Task description:
Exactly the line with "forearm. Tag each instance with a single point." and the lines that follow it, through the closing line of the entries, should be restated, with nothing left out or added.
*** Exercise material ***
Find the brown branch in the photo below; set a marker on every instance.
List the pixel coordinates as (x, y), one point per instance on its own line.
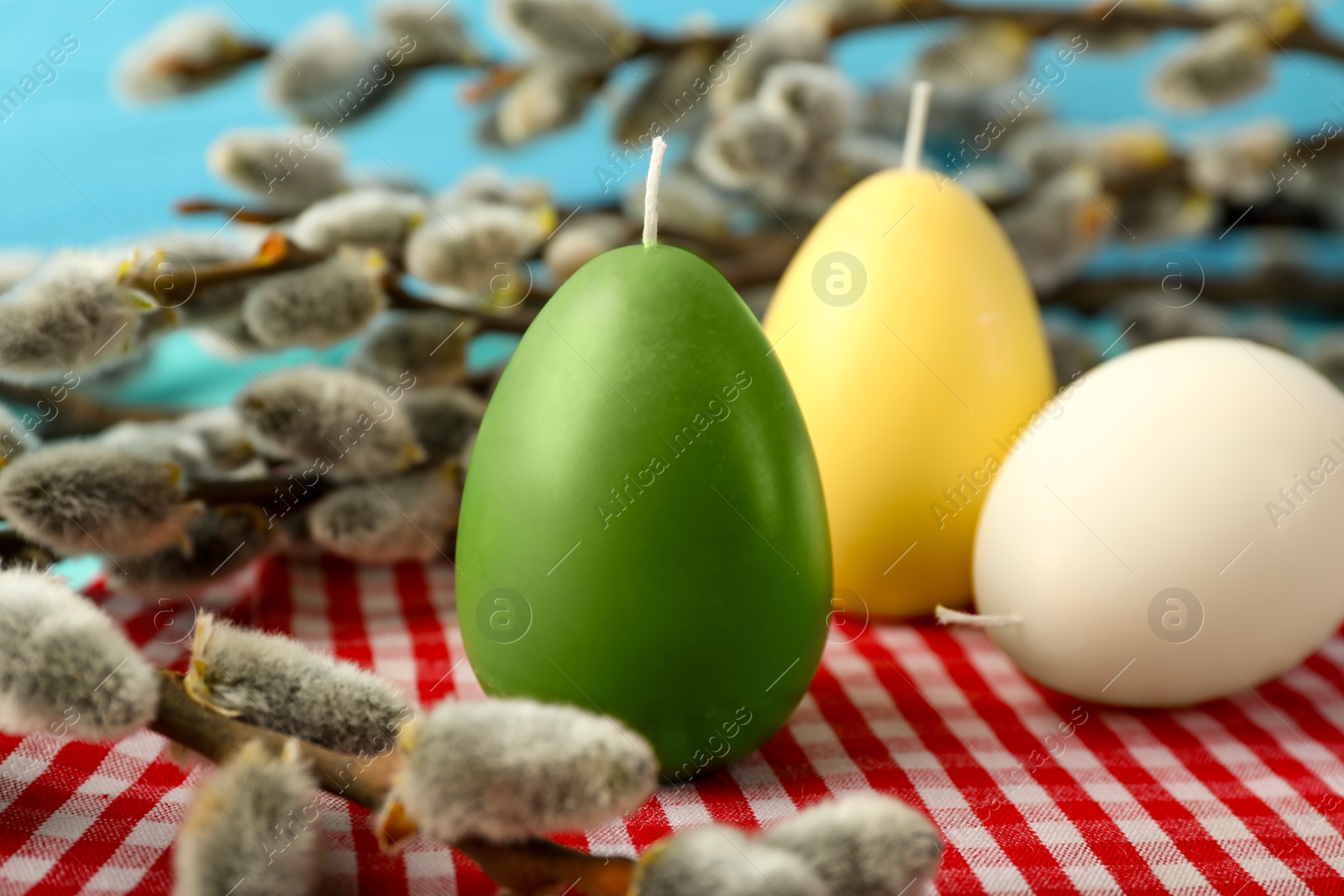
(531, 868)
(202, 206)
(1273, 285)
(277, 254)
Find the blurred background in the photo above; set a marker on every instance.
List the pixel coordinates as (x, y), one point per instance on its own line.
(81, 165)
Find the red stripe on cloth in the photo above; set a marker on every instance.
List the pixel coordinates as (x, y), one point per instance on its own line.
(1308, 785)
(429, 642)
(349, 641)
(118, 819)
(1186, 832)
(1038, 866)
(882, 774)
(795, 770)
(1102, 835)
(1263, 821)
(725, 801)
(158, 879)
(273, 605)
(648, 824)
(1304, 711)
(49, 792)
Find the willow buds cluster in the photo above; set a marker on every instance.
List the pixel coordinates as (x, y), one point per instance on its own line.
(1226, 63)
(506, 770)
(286, 170)
(371, 217)
(859, 846)
(275, 683)
(320, 304)
(65, 665)
(85, 499)
(187, 53)
(73, 313)
(252, 828)
(336, 421)
(407, 517)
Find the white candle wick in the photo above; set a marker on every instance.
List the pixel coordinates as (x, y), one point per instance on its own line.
(913, 148)
(651, 192)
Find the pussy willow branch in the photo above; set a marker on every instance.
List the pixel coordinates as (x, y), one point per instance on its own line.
(280, 254)
(531, 868)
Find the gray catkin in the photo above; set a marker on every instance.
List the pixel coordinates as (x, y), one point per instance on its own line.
(429, 345)
(722, 862)
(862, 846)
(89, 499)
(378, 217)
(339, 421)
(318, 305)
(71, 313)
(223, 540)
(817, 96)
(273, 681)
(252, 829)
(459, 250)
(507, 770)
(402, 519)
(65, 665)
(286, 168)
(445, 419)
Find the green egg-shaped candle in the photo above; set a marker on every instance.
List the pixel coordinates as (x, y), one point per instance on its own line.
(643, 530)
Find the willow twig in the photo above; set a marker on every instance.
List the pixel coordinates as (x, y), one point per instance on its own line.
(531, 868)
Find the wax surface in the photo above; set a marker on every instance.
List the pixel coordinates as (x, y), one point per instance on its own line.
(1169, 533)
(643, 530)
(914, 345)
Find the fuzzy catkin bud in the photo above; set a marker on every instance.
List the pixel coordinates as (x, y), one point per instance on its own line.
(65, 665)
(390, 520)
(223, 540)
(1222, 65)
(436, 33)
(378, 217)
(585, 33)
(291, 170)
(457, 250)
(186, 53)
(1058, 228)
(862, 846)
(550, 96)
(445, 419)
(491, 187)
(581, 241)
(338, 421)
(276, 683)
(318, 305)
(749, 144)
(819, 97)
(722, 862)
(252, 829)
(507, 770)
(429, 345)
(85, 499)
(71, 313)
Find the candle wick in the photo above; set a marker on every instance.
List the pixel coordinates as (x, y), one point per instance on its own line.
(911, 152)
(651, 192)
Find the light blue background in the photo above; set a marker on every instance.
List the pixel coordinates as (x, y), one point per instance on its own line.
(116, 167)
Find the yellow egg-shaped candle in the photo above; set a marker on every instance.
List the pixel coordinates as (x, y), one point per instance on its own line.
(913, 342)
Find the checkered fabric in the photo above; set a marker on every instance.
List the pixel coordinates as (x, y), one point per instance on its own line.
(1032, 792)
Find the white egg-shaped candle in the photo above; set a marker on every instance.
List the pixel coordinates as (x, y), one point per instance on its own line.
(1169, 527)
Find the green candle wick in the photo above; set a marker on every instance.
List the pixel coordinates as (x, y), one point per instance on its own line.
(651, 194)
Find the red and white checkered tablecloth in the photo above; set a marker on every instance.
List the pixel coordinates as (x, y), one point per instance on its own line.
(1032, 792)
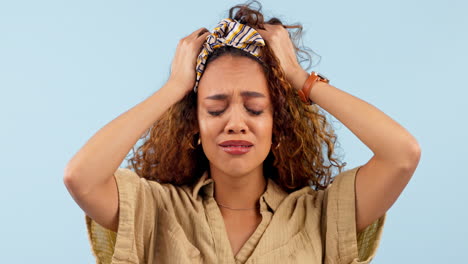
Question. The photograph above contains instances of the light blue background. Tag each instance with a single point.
(68, 68)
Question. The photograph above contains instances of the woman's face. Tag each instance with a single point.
(234, 104)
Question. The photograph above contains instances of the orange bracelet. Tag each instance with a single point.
(305, 92)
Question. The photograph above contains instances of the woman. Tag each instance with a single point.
(234, 148)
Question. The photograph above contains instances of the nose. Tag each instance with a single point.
(236, 123)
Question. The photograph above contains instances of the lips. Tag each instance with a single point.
(236, 143)
(236, 147)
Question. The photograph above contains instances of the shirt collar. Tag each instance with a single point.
(273, 195)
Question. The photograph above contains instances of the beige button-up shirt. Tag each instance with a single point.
(163, 223)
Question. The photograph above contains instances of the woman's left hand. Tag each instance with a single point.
(279, 41)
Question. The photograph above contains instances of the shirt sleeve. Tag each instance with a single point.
(138, 204)
(342, 242)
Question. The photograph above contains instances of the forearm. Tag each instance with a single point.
(100, 157)
(386, 138)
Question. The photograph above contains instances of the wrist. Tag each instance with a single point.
(299, 78)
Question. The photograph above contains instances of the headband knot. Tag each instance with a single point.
(229, 32)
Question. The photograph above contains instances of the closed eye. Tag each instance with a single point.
(217, 113)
*** End of Exercise material ***
Output below:
Question. The photograph above contains instances of the forearm. Tag each instance with a single point.
(100, 157)
(386, 138)
Question. The photograph above contains instances of the wrist. Tag each instance with a single point.
(299, 78)
Question. The photograph above contains instances of the headband knot. Tag each instance with a single point.
(229, 32)
Question. The photograph above contains instances of the closed eye. Tag each instance with a single point.
(217, 113)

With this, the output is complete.